:: THE INPUT ::
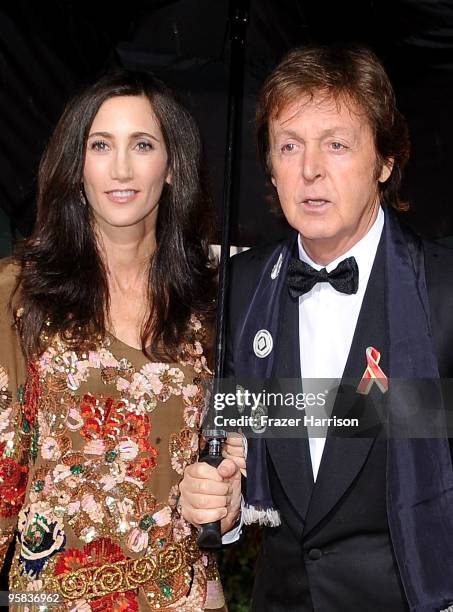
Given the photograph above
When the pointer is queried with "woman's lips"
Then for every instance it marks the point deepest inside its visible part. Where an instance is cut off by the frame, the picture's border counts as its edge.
(122, 195)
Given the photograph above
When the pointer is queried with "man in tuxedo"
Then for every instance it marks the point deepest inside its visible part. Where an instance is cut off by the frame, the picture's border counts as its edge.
(351, 522)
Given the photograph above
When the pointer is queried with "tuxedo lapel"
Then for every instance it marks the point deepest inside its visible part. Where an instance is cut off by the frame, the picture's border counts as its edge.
(343, 457)
(291, 456)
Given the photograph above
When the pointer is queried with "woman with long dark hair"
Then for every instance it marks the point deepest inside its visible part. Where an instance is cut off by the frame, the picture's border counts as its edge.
(106, 312)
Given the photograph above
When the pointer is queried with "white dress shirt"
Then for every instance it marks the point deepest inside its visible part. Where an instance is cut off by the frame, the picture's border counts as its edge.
(327, 321)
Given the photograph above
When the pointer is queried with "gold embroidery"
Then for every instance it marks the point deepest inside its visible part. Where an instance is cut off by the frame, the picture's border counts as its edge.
(165, 576)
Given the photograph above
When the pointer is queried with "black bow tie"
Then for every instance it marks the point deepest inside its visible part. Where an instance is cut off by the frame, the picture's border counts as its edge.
(302, 277)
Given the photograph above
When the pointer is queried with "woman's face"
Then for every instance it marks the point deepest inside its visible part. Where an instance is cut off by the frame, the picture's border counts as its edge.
(125, 163)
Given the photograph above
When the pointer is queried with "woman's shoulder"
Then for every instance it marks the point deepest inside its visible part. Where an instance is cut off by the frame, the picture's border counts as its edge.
(9, 272)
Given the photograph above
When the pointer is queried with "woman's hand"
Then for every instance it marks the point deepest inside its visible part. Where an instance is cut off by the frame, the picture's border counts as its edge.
(209, 494)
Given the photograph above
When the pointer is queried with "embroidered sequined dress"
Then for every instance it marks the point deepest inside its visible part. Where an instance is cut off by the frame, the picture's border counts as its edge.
(93, 444)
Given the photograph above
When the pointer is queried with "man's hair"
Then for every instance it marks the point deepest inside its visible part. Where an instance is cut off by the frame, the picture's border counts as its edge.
(345, 74)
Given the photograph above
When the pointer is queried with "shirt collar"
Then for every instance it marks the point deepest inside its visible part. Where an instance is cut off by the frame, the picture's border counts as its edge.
(364, 250)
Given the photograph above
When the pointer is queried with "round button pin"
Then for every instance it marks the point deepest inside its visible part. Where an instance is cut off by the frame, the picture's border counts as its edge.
(262, 343)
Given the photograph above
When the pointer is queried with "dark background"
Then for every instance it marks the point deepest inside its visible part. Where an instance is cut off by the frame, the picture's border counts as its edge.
(48, 50)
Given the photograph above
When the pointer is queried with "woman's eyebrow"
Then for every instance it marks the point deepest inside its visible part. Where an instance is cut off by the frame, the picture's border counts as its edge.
(133, 135)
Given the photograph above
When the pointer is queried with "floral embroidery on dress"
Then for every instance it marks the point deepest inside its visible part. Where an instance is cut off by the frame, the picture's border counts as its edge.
(91, 504)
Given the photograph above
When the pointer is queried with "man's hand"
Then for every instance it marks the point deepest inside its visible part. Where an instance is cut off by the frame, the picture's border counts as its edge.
(209, 494)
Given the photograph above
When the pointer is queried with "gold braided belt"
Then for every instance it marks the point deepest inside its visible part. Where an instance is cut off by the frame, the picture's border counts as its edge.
(165, 576)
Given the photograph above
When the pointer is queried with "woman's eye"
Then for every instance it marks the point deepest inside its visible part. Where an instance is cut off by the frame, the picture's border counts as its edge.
(144, 146)
(99, 145)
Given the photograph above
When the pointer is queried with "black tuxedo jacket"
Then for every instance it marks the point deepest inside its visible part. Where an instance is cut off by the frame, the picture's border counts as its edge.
(333, 550)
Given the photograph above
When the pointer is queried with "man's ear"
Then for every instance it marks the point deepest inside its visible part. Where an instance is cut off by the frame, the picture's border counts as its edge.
(386, 170)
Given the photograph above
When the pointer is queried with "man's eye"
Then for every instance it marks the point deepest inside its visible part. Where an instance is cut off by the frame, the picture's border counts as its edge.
(144, 146)
(99, 145)
(289, 147)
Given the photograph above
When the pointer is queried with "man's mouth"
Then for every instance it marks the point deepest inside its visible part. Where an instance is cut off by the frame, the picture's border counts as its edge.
(315, 202)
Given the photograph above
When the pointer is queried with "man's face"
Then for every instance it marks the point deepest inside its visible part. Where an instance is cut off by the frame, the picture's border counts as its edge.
(323, 163)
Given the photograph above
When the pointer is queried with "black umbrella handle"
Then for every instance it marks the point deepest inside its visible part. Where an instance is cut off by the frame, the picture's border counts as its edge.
(209, 537)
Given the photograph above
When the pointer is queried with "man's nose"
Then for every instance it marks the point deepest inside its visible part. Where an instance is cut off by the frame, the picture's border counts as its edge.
(312, 163)
(121, 167)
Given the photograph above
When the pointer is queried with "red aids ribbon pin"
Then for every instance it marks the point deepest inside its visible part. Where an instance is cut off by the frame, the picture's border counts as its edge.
(373, 373)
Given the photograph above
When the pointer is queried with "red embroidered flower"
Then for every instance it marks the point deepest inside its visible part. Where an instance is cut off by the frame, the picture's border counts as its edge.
(94, 554)
(13, 481)
(107, 419)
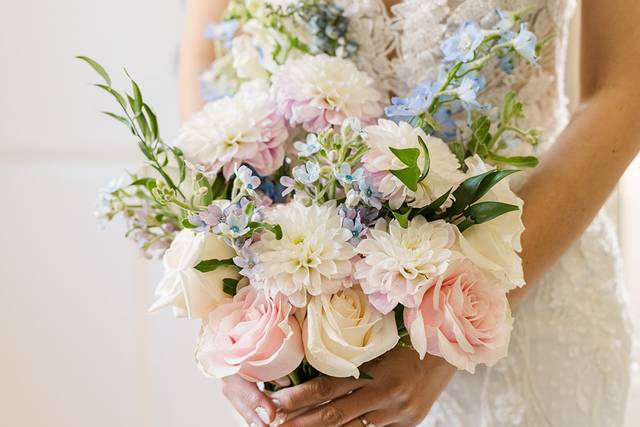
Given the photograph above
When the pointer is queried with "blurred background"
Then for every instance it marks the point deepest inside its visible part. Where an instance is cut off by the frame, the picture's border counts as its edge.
(77, 347)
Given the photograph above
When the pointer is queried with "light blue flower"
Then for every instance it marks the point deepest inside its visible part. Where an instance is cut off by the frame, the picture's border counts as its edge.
(467, 92)
(507, 64)
(506, 21)
(356, 227)
(307, 174)
(525, 44)
(368, 192)
(447, 128)
(346, 176)
(236, 224)
(247, 179)
(415, 104)
(461, 46)
(311, 147)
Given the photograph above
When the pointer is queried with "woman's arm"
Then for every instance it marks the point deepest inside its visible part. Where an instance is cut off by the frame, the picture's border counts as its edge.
(196, 52)
(566, 191)
(577, 175)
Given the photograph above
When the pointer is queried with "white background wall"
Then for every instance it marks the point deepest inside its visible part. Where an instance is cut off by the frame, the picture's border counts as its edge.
(76, 345)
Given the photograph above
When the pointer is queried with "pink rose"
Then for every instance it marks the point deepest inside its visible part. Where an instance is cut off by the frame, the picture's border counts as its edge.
(252, 335)
(465, 318)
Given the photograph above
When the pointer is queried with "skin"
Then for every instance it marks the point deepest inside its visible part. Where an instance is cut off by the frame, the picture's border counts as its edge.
(575, 176)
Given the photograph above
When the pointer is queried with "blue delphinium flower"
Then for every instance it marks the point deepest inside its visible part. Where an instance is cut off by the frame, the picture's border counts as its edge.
(356, 227)
(368, 193)
(467, 92)
(221, 31)
(525, 44)
(415, 104)
(247, 179)
(462, 44)
(309, 148)
(235, 225)
(507, 64)
(346, 176)
(307, 174)
(447, 129)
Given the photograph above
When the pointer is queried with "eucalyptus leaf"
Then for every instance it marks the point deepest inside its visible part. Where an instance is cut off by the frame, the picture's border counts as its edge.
(213, 264)
(402, 218)
(408, 156)
(520, 161)
(486, 211)
(230, 286)
(97, 68)
(408, 176)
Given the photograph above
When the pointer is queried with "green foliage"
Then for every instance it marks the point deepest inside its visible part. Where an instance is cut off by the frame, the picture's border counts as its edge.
(230, 286)
(213, 264)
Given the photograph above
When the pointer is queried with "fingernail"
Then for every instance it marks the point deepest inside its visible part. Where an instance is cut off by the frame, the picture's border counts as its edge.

:: WHAT IS REQUIRED ::
Make a word-for-word copy of the entries, without any pictures.

:: RIGHT ANSWER ::
Given the photograph above
When the pointer is queried with "woman's lips"
Then for every instance it marks the point deepest inside its visible part. Where an instance is cut off by the frame, the picture's border counts as its edge.
(122, 195)
Given the photograph above
When the pointer is queried with "man in tuxedo"
Then for every instance it marks the point deepest inside its visible part. Where an instance is cut off by the frame, the picture's border counts as its edge.
(351, 522)
Given the photograph above
When the pointer is queried with "tuxedo lapel"
Then for every instance it marks the point deepest inside its visible part. Where an instance is cut off by the frame, the picture's border counts as its edge.
(343, 457)
(291, 456)
Given the photograph above
When the pointer is queried with "woman with long dark hair"
Then for every instance it marks the point deepest inside its visible part. Where an instance is cut off by the frame, the picture's border counts as its edge.
(106, 312)
Given the photograph above
When the pointer is queried with "white dress shirt"
Then for every instance it marks the point deepest inside its visible part. Where an instance is cut off by the frame, the picture's border counts as its edge.
(327, 321)
Given the photograph above
When the pointer is queried with "gold embroidery"
Then for every instance it marks the point deepest inside its visible part. Where an instance is cut off by the frame, the picture's border counts as its edge.
(165, 576)
Given the photograph above
When the pointer is queried with "black bow tie"
Then for every instance it marks the point deepest inside its visible part. Where an instance is cut off by the frame, the picture's border counts as its edge.
(302, 277)
Given the photograph above
When the pointer is queried with "woman's face"
Then for every instance it marks the point deepest inside its visible part. Where an instance is cut off by the frame, the picture's border counts as its edge.
(125, 163)
Given the photograph above
When the pointer is queried with "woman's shoulder"
Then for every instance it marks the point deepest inside its visible part. Where an instance is cut off by the frame, the picture's border counts as its edge.
(9, 272)
Given the photograph above
When the pointer is queried with "woman's hand"
Then for every instance it marks the point deepest inside its visible part. Where an instance is cut off by the frame, the picture's border counts as its edge.
(209, 494)
Given the photograph above
When the pointer is queried with "embroidered sequined dress"
Then for every instance it marks the point deepest inside its visible part. Where an instance is cut off by the frame, the picture's border counts as its edge.
(93, 444)
Given the photograph above
When the pointer is queried with "man's hair"
Then for every instance it marks the point deepest inside its visible part. Where an instance is cut off by the frame, the picture's border counts as its edge.
(345, 74)
Given the photograph above
When the pointer is queried with "shirt collar"
Then for every instance it marks the point deepest inside its visible part. Where an instance is cut off by the frame, the picture's border counts as its edge.
(364, 250)
Given the photograph above
When the pointer is queried with "round button pin"
Then for every instance it marks the point deepest inside its visible part. Where an instance is cut off by the frame, the picture's border counts as its edge.
(262, 343)
Given the photograph above
When the pointer is queried with "dark background"
Then for every instance it marks the point deepest inside its visible part. Where an instance is cut off by the frame, the picture's border counts as its edge.
(48, 50)
Given the photograph above
When the pointer is queried with "woman's eyebrow"
Then for every instance it marks the point deepest inside its visible part. Where an instance is cut off by the frame, the picture's border counts as its edge.
(133, 135)
Given the photograph above
When the pointer is queried with "floral embroidery on dress"
Then for every instance it marks the point deepest inside its visible part. Where an instance is cut off by the frame, the picture's border counts as its edge.
(91, 504)
Given the photograph above
When the pointer is queried with "man's hand"
Then for every instance it marks the point deepest inside its visible part. Where an instance is cut off by the frame, the picture's border counts as its edge.
(209, 494)
Given the photograph above
When the pointer is queried with "gold braided belt"
Then for every instance it marks the point deepest inside its visible part. Where an instance is cut off by the frame, the picture's border counts as its edge.
(165, 576)
Given the photograph above
When the pointer is queried with "woman's eye"
Then for every instance it marks the point deepest inside its visible part. Where an instance is cut off by the frame, the picture's border counts as its edge.
(144, 146)
(99, 145)
Given the photograph above
When the pointer is queried with "black tuxedo jacket"
Then for every instance it marks the point deepest inside its visible part. Where an instance is cut off by the frame, the picture's border counts as its edge.
(333, 550)
Given the photograph above
When the pointer is queried with "man's ear"
Then for every instance it marks the point deepest inside its visible part. Where an instance is cut off by the frame, the picture's border counts as its edge.
(386, 170)
Given the photograph above
When the pointer is queried with "man's eye"
Then for every instance it marks the point deepest inside its visible part. Where an instance is cut off by the frame, the picture's border counts as its edge.
(144, 146)
(99, 145)
(289, 147)
Given the photograph above
When the pointer is queried with "man's mouth"
Then for every instance it marks the point deepest inside its visible part. Where an instance is cut off by the frame, the picture's border counts as its edge.
(315, 202)
Given the photograph above
When the pointer is queried with "man's face"
Then for every instance it marks the point deepest inside its visible part. Where an instance is cut off by the frame, the picture's border counts as its edge.
(323, 163)
Given the photograph above
When the pointer is queried with "black umbrella handle"
Then for every instance it marks the point deepest inside its visible part. Where an instance is cut off by the frame, the picture's border counts as its edge.
(209, 537)
Given the photograph above
When the pointer is queried with "man's nose"
Then for every instance it marks the point deepest inside its visible part. Where an instance is cut off by the frame, the picture's border counts as its edge.
(312, 163)
(121, 167)
Given the photograph above
When the pointer is queried with "red aids ribbon pin"
Then for every instance it marks the point deepest inside its visible part. Where an instance is cut off by the frame, the picture's border counts as its edge.
(373, 373)
Given the photograph above
When the pointer is queried with "red embroidered flower"
Then for every instance it marks the point deepest inside its visible part. Where an instance is cut off by the frame, the picture's border counts as its edge.
(94, 554)
(13, 481)
(107, 419)
Given the photograph above
When the pointer is queried with "blurred background"
Then for every instance it marks the point deepest inside its visible part. Where an instance is cut off by the frame, the picture's border counts as its edge.
(77, 347)
Given the photograph above
When the pointer is queried with "light blue flower"
Then for every instance it marks the point deepest inside its visible part. Where an instance is cut off by the frame, the picture's border counts as its edge.
(467, 92)
(507, 64)
(506, 21)
(356, 227)
(307, 174)
(525, 44)
(368, 192)
(447, 128)
(346, 176)
(236, 224)
(247, 179)
(415, 104)
(461, 46)
(311, 147)
Given the photograph above
When the pointer is queried with "woman's arm"
Then for every instance it marks the point deepest inside its visible part. Where an instance is cut off by the frame, the picture's border counts as its edge.
(196, 52)
(566, 191)
(577, 175)
Given the photograph above
When the pointer is queried with "white background wall"
Then for every instance it marks the point deepest inside its visible part. Where an instance is cut off by the frame, the picture's border counts as its edge.
(76, 345)
Given the photograph above
When the pointer is queried with "pink rose"
Then for every instance it marks the point deepest inside its visible part. Where an instance is cut off by the frame, the picture's border counts as its edge.
(252, 335)
(465, 318)
Given the photograph above
When the pointer is queried with "skin"
Then for every instance it marks the point deepest inside its visible part. Where an instance is cut off by the frame, the picture's border counts as its edge.
(575, 176)
Given the photograph above
When the pointer is queried with "blue delphinium flower"
Then for every instance it marks the point deepest inside its visible part. Where an instance is cut off by the frame, the picture's border counts as its edge.
(356, 227)
(368, 193)
(467, 92)
(221, 31)
(525, 44)
(415, 104)
(247, 179)
(462, 44)
(309, 148)
(235, 225)
(507, 64)
(346, 176)
(307, 174)
(447, 129)
Given the photograph above
When the pointer is queried with "eucalyptus leaf"
Then for every instance it marks the point deepest inside its visible part. Where an instance is cut off by the frame, the picture's border counts as its edge.
(213, 264)
(402, 218)
(408, 156)
(520, 161)
(486, 211)
(230, 286)
(97, 68)
(408, 176)
Given the photograph above
When the pointer is queried with "green foliage"
Then for every instance it marks the point deepest inside its visible part. Where an instance is cut off by the frame, the picture's border counts as its edge.
(230, 286)
(213, 264)
Given the photograph above
When the pointer is queried with "fingernail"
Then for every instance it marks the point deepest inside its visible part. Where an instance is cut off by the frame, the picture's border counts as its edge.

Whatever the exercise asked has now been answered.